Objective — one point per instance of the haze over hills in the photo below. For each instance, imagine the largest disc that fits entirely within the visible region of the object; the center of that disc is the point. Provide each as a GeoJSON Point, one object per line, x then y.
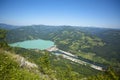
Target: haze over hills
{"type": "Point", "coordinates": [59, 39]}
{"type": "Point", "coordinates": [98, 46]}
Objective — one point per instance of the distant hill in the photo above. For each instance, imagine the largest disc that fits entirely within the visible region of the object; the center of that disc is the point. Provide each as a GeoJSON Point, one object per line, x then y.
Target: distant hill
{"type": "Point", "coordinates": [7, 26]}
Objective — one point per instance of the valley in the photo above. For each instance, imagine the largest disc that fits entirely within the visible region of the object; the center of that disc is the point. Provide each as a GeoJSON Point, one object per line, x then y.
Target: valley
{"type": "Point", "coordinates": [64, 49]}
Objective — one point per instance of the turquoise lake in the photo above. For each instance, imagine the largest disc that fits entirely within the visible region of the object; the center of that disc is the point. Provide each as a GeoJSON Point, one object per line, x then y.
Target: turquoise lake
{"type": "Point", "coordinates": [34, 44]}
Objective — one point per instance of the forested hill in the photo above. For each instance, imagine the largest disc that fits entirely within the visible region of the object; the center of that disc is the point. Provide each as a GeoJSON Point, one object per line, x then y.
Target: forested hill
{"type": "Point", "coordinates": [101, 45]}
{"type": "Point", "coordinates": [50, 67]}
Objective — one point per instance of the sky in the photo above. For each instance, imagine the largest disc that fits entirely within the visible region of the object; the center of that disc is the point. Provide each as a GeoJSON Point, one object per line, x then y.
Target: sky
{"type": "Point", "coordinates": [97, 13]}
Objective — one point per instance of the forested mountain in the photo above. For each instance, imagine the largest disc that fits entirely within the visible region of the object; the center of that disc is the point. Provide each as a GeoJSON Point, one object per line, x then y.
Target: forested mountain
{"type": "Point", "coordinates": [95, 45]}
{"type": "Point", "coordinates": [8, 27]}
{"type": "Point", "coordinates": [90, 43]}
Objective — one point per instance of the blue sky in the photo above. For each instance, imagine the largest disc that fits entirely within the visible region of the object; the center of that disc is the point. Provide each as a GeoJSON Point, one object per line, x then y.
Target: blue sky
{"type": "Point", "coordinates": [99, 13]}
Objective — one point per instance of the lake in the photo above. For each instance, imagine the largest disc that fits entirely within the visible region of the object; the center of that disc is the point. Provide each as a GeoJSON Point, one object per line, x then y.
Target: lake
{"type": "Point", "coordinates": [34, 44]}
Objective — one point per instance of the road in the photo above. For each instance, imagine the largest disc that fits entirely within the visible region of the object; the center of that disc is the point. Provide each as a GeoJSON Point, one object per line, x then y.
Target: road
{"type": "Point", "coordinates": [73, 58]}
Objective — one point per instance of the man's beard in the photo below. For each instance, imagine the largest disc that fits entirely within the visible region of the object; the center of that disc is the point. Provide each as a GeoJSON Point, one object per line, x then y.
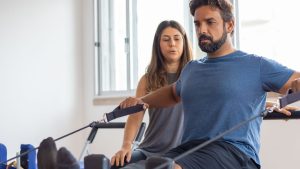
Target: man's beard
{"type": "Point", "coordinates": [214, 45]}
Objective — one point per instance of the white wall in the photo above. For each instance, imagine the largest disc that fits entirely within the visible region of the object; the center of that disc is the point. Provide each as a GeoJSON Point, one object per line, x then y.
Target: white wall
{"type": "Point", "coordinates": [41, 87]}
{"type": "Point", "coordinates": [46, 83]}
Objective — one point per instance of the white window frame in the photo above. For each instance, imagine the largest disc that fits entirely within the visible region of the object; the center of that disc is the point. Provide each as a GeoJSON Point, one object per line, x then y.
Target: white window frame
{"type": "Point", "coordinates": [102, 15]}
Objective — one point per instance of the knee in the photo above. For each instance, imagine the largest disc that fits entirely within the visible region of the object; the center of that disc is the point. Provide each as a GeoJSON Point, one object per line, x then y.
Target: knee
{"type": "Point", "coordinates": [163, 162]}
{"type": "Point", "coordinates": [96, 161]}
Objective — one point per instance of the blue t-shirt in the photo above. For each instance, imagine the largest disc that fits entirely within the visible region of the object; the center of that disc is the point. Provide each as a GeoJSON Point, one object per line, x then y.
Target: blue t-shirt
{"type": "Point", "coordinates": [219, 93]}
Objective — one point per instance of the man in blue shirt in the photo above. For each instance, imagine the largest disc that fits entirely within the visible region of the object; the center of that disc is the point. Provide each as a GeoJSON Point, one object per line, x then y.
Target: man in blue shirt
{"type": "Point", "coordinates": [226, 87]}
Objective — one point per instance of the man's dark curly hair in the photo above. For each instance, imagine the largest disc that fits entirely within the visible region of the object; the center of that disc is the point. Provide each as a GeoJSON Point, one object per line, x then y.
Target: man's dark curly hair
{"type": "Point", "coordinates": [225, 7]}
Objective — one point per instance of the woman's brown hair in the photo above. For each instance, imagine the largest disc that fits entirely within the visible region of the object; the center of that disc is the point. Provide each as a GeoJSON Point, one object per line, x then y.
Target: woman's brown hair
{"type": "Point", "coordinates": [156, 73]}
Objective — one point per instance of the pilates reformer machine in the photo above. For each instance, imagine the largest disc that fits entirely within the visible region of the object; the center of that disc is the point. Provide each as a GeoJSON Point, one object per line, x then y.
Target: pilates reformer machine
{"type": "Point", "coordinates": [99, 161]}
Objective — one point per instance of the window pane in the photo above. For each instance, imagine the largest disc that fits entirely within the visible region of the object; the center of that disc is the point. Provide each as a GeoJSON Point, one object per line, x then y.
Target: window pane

····················

Without including any pictures, reproduce the data exactly.

■ **Expected output**
Objective — one point per instance of the haze over hills in the photo below. For each instance, imagine the largest disc that fits entirely within the visible region of the object; the center of that disc is the point. Provide each as a GeoJSON Point, one object per line, x then y.
Target: haze over hills
{"type": "Point", "coordinates": [59, 39]}
{"type": "Point", "coordinates": [98, 46]}
Objective — one point per instance of the distant hill in the photo above. For each instance, imagine the largest disc that fits entirely within the visible region of the object; the center of that disc is the point. Provide each as a GeoJSON Point, one object per line, x then y.
Target: distant hill
{"type": "Point", "coordinates": [7, 26]}
Objective — one point per instance of the valley in the photo above. For each instance, imagine the largest disc that fits entirely within the visible region of the object; the center of that disc is the point. Provide each as a GeoJSON Point, one object per line, x then y.
Target: valley
{"type": "Point", "coordinates": [64, 49]}
Objective — one point per instance of the turquoise lake in the photo above. For each instance, imagine the largest disc that fits entirely within the visible region of the object; the center of that disc is the point. Provide each as a GeoJSON Point, one object per line, x then y.
Target: turquoise lake
{"type": "Point", "coordinates": [34, 44]}
Objective — one point per instance of the forested hill in the photo above. For each instance, imagine the largest disc that fits entirely within the visible region of the object; the center of that disc is the point. Provide each as a GeoJSON Point, one object per line, x then y.
Target: forested hill
{"type": "Point", "coordinates": [101, 45]}
{"type": "Point", "coordinates": [50, 67]}
Objective — one point per instance of the sky in the photo above. For each instance, imagine the largest disc that fits entirely within the visible region of the object; the center of that disc is the point. Provide each as a GeoJSON Point, one object per line, x then y.
Target: sky
{"type": "Point", "coordinates": [97, 13]}
Objective — one point per instance of the forested mountain in the photo above. For each instance, imagine the largest disc that fits entirely within the visible region of the object; the center of that disc is the point. Provide each as a GeoJSON Point, one object per line, x then y.
Target: forested mountain
{"type": "Point", "coordinates": [95, 45]}
{"type": "Point", "coordinates": [8, 27]}
{"type": "Point", "coordinates": [90, 43]}
Objective — one point per instance of the blue sky in the photo above. For each instance, imagine the largest disc that fits entirely within the visible region of the object; the center of that disc is the point. Provide each as a GeoJSON Point, one object per line, x then y.
Target: blue sky
{"type": "Point", "coordinates": [99, 13]}
Objective — one point per instance of the lake in the photo above. For each instance, imagine the largest disc that fits entirely within the visible region of the object; the center of that disc is the point. Provide each as a GeoJSON Point, one object per line, x then y.
Target: lake
{"type": "Point", "coordinates": [34, 44]}
Objective — one point per instance of the road in the photo above. For each instance, imagine the largest disc that fits entirely within the visible region of the object; the center of that disc is the point. Provide each as a GeoJSON Point, one object per line, x then y.
Target: road
{"type": "Point", "coordinates": [73, 58]}
Objective — one point per instance of the man's beard in the photo below. For each instance, imagine the largest disc that fits entirely within the visible region of the object; the center of that disc is the point. Provide each as a GeoJSON Point, one object per line, x then y.
Target: man's beard
{"type": "Point", "coordinates": [214, 45]}
Objective — one point per instance of the white wall in the photo above. For each instance, imagine the largest disc that fits entirely within the visible region of the object; the center of that disc is the point. Provide each as a GeoJSON Point, one object per line, x then y.
Target: white wall
{"type": "Point", "coordinates": [41, 87]}
{"type": "Point", "coordinates": [46, 83]}
Objective — one point per instance of the white window frame in the photo above. For each instance, imagine the largest disc that fits entirely within the visible region of the object; the center of that disc is the point. Provide each as a GeoJSON Point, one object per line, x then y.
Target: white window frame
{"type": "Point", "coordinates": [102, 15]}
Objective — one point per instance of the knee in the photo above. For each instance, imagine the largest disc that fits entirely within the visible region of the object; the center of that disc is the point. Provide each as a GeoJSON Point, one object per line, x then y.
Target: knee
{"type": "Point", "coordinates": [163, 162]}
{"type": "Point", "coordinates": [96, 161]}
Objective — one point per instance of the blue t-shirt in the photo above. For each instance, imagine the largest disc that fits entirely within the visible region of the object; the center of that disc is the point. Provide each as a GeoJSON Point, one object per line, x then y.
Target: blue t-shirt
{"type": "Point", "coordinates": [219, 93]}
Objective — one point per instance of the man in blue shirt in the photo above. For each instance, imagine the largest disc that fits entirely within the visible region of the object; the center of that disc is the point. Provide each as a GeoJSON Point, one object per line, x then y.
Target: man in blue shirt
{"type": "Point", "coordinates": [226, 87]}
Objective — one point per instance of the man's dark curly hair in the photo above. For each instance, imagine the largest disc that fits entirely within the visible region of the object; the center of that disc is the point. Provide each as a GeoJSON Point, one object per line, x then y.
Target: man's dark curly hair
{"type": "Point", "coordinates": [225, 7]}
Objective — one point per instance of the woman's brown hair in the photo above. For each instance, imagine the largest disc that fits entirely within the visible region of the object; the center of that disc is the point. Provide each as a GeoJSON Point, one object per line, x then y.
Target: woman's brown hair
{"type": "Point", "coordinates": [156, 73]}
Objective — one point per instance of the pilates reformer machine in the photo above. For each instance, imagine the largest disc that fits entirely within the visible region of the object; the center of that disc is the point. Provide each as a GeoJSON Point, one object per line, x then y.
Target: pilates reformer machine
{"type": "Point", "coordinates": [99, 161]}
Objective — one point per instance of the window pane in the photo above. For each instance, imagine the largest disc that fits entirely within the visible region of the object; the center of that disc is the point. Provide each as a GeoJSON Point, one object per line, x then y.
Target: window pane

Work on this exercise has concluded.